> _Task set_
**a)** In the devotional reflection on hope, what term does Jesus use for the Spirit in John's Gospel?
**b)** Translate this sentence from the devotional reflection on hope into French: "Scripture is a daily touchstone in the sea of my uncertainty."

[start of Passage given]

Scripture is a daily touchstone in the sea of my uncertainty. Journeying with the Eastertide weekday lections from Acts and John’s Gospel are a daily source of comfort, and also of hope. Today’s readings, too, are of similar comfort.

 

1 Peter is written to communities that find themselves dispersed, pilgrims not confined to homes as we are, but driven from them. Peter addresses them as, “… exiles of the Dispersion” (1:1), communities like you and I needing to mourn the certainties of the past and embrace the uncertainties of the future. What intrigues me in today’s passage, in the midst of the hardship, suffering, and difficulties that these communities endure, Peter encourages them to, “Always be ready to make your defense to anyone who demands from you an accounting for the hope that is in you” (3:15b). That word “hope” catches my attention: hope is an important mark of people of faith particularly in times of difficulty. It is not based on any surety of our daily reality – because there is none – but is based on the reality of our relationship with God and faith in God. Psalm 100 encourages us to “Know that the LORD is God. It is he that has made us, and we are his; we are his people, and the sheep of his pasture”(Psalm 100:3).

 

What is your account of the hope that is in you? Put perhaps more simply, what comfort do you find in a relationship with God? It’s quite possible that you’ve never really thought about it, but right now it is important that you do.

 

On my pre-ordination retreat in preparation for being made a Deacon I was given an exercise by my Spiritual Director that you may find helpful in exploring the nature of your relationship: simply put, it was to write an account of my awareness of God throughout my life. I remember initially being quite intimidated by the assignment, but subsequently surprised by the moments that came to mind, and at a point when I wasn’t sure I believed in infant baptism, realising that my baptism as a baby (as unaware of it as I had been at the time) had initiated my journey of faith in a very tangible way, and began a thread that I could trace through – at that point – the 24 years that defined my life. That sense of God’s presence that I discovered in a morning of writing has defined the foundation of my hope, and the 31 years since that defining insight have built on the foundation of awareness that it provided; and for which I am prepared to give account.

 

An awareness of God’s presence is so critical in difficult times: Jesus knew this, and in today’s reading from John’s Gospel, we experience him preparing the disciples for a time, soon to be upon them, when they will perceive that presence to be missing. In John’s Gospel Jesus speaks of the Spirit as “Advocate”, a term that may take your mind – as it does mine – along a legal path, perhaps seeing the Spirit as the one who will plead our case before God in the hope of a merciful judgement. I am amazed at how easily my mind takes me down that path in the context of a section of John’s Gospel where God’s love is emphasised so strongly? I am loved by God, as are you: there is no need to fear judgement.

[end of Passage given]
[start of Data shown]

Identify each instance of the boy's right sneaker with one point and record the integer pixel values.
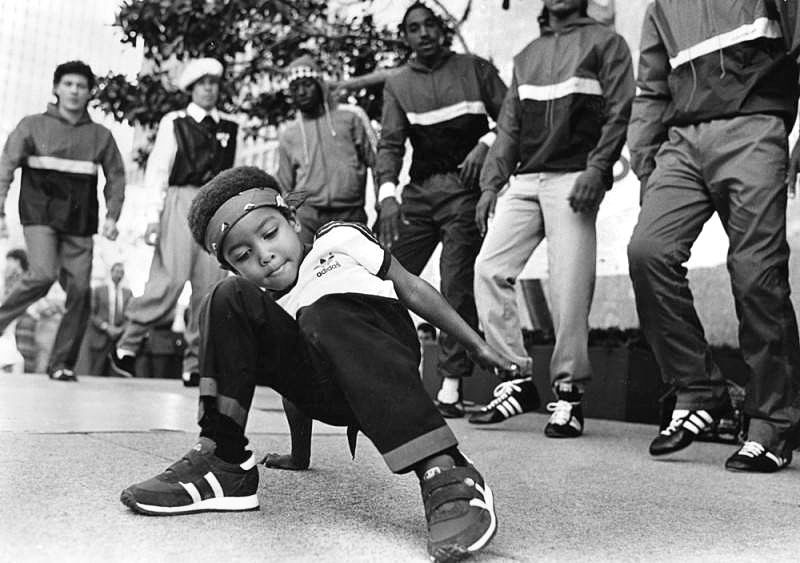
(124, 366)
(459, 507)
(198, 482)
(511, 398)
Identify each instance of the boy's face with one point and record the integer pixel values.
(423, 34)
(72, 91)
(263, 247)
(205, 92)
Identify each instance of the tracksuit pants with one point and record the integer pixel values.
(348, 360)
(439, 209)
(176, 260)
(534, 207)
(735, 167)
(67, 259)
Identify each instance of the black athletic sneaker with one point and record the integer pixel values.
(567, 418)
(511, 398)
(63, 374)
(450, 410)
(459, 507)
(755, 458)
(122, 367)
(682, 431)
(198, 482)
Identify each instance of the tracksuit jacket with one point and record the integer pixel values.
(711, 60)
(568, 105)
(443, 110)
(60, 161)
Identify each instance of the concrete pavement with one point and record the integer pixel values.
(69, 449)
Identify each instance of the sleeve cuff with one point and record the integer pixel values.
(387, 189)
(488, 138)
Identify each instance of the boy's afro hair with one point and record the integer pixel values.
(220, 189)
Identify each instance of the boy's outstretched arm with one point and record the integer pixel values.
(300, 430)
(421, 298)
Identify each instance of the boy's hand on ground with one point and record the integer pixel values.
(486, 357)
(483, 209)
(284, 461)
(588, 191)
(390, 217)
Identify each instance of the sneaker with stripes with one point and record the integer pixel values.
(511, 398)
(755, 458)
(198, 482)
(684, 428)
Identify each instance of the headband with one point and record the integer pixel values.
(232, 211)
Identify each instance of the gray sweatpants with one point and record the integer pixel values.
(736, 168)
(176, 260)
(532, 207)
(55, 256)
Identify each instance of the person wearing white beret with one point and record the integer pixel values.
(192, 146)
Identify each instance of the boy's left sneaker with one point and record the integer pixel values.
(198, 482)
(752, 457)
(459, 507)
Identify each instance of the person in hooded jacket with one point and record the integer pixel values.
(717, 97)
(441, 102)
(324, 153)
(560, 131)
(60, 153)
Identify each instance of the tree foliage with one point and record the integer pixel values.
(255, 40)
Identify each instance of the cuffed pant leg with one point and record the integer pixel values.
(675, 207)
(375, 364)
(747, 165)
(75, 255)
(170, 269)
(571, 258)
(42, 244)
(513, 235)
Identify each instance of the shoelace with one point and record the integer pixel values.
(505, 390)
(562, 412)
(751, 449)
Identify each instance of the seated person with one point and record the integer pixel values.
(327, 327)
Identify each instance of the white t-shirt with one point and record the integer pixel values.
(345, 258)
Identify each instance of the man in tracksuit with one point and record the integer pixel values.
(440, 101)
(717, 97)
(60, 152)
(192, 146)
(560, 132)
(324, 153)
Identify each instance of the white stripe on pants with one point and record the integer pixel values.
(532, 207)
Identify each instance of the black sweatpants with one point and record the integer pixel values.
(348, 360)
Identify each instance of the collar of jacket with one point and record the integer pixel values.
(580, 22)
(420, 67)
(52, 111)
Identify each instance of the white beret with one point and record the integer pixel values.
(197, 69)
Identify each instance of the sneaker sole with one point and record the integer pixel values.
(222, 504)
(448, 553)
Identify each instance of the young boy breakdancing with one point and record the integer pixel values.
(332, 335)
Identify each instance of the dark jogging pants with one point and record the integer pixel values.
(736, 168)
(349, 360)
(440, 209)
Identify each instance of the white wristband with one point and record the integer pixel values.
(387, 189)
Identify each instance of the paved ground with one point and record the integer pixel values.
(69, 449)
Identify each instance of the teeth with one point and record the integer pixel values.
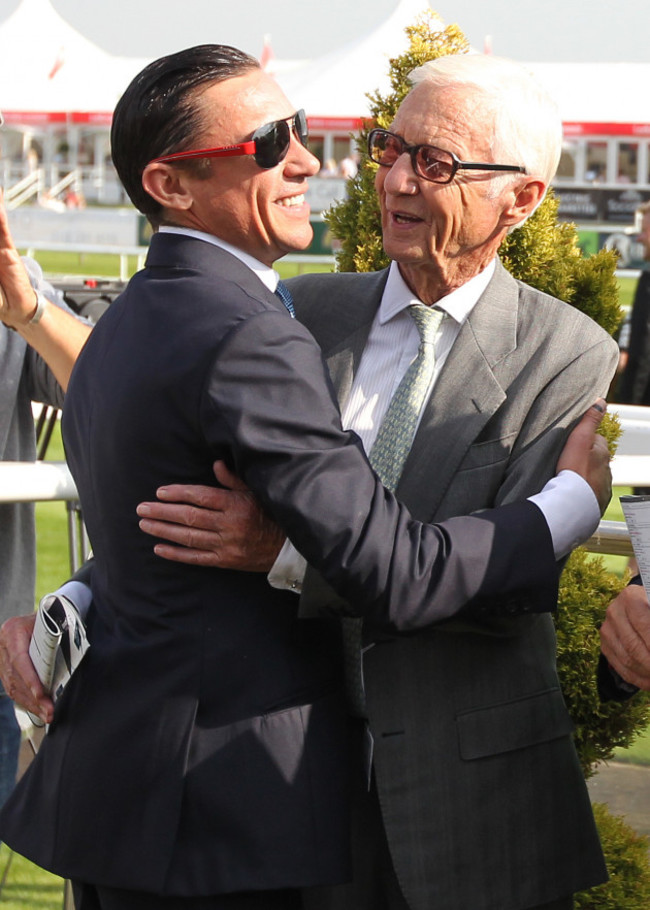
(291, 200)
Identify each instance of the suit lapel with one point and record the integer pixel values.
(343, 340)
(464, 399)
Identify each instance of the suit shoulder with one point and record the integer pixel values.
(537, 306)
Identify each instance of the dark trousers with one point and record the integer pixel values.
(90, 897)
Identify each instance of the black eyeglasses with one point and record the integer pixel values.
(268, 145)
(428, 162)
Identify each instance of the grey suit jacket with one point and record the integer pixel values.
(483, 800)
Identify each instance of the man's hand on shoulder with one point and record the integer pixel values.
(223, 527)
(587, 454)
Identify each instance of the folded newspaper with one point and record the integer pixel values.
(58, 644)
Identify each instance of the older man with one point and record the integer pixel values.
(477, 799)
(196, 757)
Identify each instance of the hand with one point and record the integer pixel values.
(587, 453)
(17, 296)
(625, 636)
(211, 526)
(17, 671)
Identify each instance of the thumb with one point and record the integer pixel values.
(593, 418)
(226, 477)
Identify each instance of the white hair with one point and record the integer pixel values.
(526, 123)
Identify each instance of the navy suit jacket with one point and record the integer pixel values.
(199, 747)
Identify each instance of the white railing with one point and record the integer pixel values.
(47, 481)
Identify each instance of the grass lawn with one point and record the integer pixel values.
(26, 886)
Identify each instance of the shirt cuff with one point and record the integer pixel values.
(571, 510)
(288, 570)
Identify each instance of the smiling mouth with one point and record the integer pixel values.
(402, 218)
(291, 201)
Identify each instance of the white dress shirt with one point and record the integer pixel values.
(391, 347)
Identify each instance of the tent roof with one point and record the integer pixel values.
(49, 71)
(333, 87)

[end of Data shown]

> _Completed exercise_
**a)** Advocate

**b)** L'Écriture est une pierre de touche quotidienne dans la mer de mon incertitude.